# Source:

After Jim's grandmother's death, the quilt went to one of his aunts.
After that aunt's death, a cousin kept it for him in Ontario until the
recent family visit brought us to that part of the world for a visit.
We've got it now along with a wonderful collection of other well-loved
and well-used serving and kitchen stuff. There's no reason to believe
any of it is valuable or rare, but it sure is old and cool.


The block is Unknown Star, Pierced Eight-Pointed Star, Star upon Stars,
or Virginia Star. It's on page 105 of Jinny Beyer's _Quilter's Album of
Blocks and Borders_. I've looked for an example online to point y'all
to but can't find one. Here's the best I can explain it. Imagine
taking 8 simple 4 patches and stretching them into 45 degree diamonds.
Then arrange the diamonds with a dark patch of each towards the center.
You have a big 8 pointed star. Now place the star in a square, and
you have the block.


Jim's grandmother's example is done in solid white and solid yellow. I
don't know the original color of the yellow, but it's now a lovely
buttery shade. It may have faded to that. It's handquilted with a
binding machine sewn on. The binding is showing wear. There are 12
blocks, 3 x 4, with 2" white binding between them. I haven't measured
it yet, but I'd guess it's 50" x 66".


The Beyer book says the pattern first appeared in print in _Quilting_ in
1934. Jim's grandmother could have gotten the pattern from there, but
she might also have come up with it independently. Jim's mother called
it "one of Mother's patterns" and couldn't tell me more about the quilt
in particular. She said that her mother belonged to a church quilting
bee where they got together regularly to quilt one another's quilts, and
she could describe the frame, so she knew about quilts in general but
not this quilt in particular.

# Material provided:
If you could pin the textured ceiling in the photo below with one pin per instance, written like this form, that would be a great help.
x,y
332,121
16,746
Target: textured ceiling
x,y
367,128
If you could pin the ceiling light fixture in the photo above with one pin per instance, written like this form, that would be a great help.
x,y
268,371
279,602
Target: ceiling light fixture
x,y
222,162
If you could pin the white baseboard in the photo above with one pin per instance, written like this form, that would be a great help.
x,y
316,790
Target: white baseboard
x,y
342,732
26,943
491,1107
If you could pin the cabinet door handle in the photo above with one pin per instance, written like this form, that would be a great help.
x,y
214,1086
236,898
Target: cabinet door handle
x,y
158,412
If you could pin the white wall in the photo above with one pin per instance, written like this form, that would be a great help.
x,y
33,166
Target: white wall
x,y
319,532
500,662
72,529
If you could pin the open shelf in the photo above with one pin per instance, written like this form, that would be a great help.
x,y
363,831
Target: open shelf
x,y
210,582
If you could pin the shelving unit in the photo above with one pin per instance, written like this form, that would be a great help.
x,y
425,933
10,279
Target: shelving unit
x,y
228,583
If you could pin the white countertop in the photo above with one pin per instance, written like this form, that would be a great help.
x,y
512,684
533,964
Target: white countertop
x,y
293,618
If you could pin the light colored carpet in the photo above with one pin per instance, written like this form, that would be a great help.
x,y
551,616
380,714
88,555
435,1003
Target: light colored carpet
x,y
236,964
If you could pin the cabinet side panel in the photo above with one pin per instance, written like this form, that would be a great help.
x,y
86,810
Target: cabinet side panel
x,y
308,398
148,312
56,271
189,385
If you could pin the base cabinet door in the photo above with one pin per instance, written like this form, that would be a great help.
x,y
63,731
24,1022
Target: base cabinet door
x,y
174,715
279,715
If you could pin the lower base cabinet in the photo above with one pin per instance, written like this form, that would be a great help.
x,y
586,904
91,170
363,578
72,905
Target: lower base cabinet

# Challenges:
a – From the quilt text, quote the passage starting at "The block is" and ending at "have the block.".
b – According to the quilt text, in what publication and year did the pattern first appear in print?
c – Carry on the quilt text from its last sentence.

# Written responses:
a –
The block is Unknown Star, Pierced Eight-Pointed Star, Star upon Stars,
or Virginia Star. It's on page 105 of Jinny Beyer's _Quilter's Album of
Blocks and Borders_. I've looked for an example online to point y'all
to but can't find one. Here's the best I can explain it. Imagine
taking 8 simple 4 patches and stretching them into 45 degree diamonds.
Then arrange the diamonds with a dark patch of each towards the center.
You have a big 8 pointed star. Now place the star in a square, and
you have the block.

b – It first appeared in _Quilting_ in 1934.

c –
Part of the charm of this quilt is the way the blocks evidently came out
different sizes. The points meet up perfectly in the centers of the
blocks, but some got chopped off before meeting the border.


I wish I could point you to an online picture. It might be a while
before I can a digital photo for y'all to see. In the mean time, anyone
know what I'm talking about? Anyone know of other quilts like it or
have related stories to tell?


--Lia


Posted by Polly Esther on May 29, 2008, 11:40 pm
What a treasure, Lia. I don't think you've said whether you intend to
gently display this beauty or if you would like to pass it on to someone in
years to come. Either way, perhaps you'd want to do a history label of the
quilt and gently handstitch it to the back.
There are a few things here that we need to label, regretfully none of
them a quilt, but we have great grama's wash bowl and pitcher, a pair of
bookends that are a couple of hundred years old and a very few other things
that we hope would be kept instead of tossed or sold at a garage sale.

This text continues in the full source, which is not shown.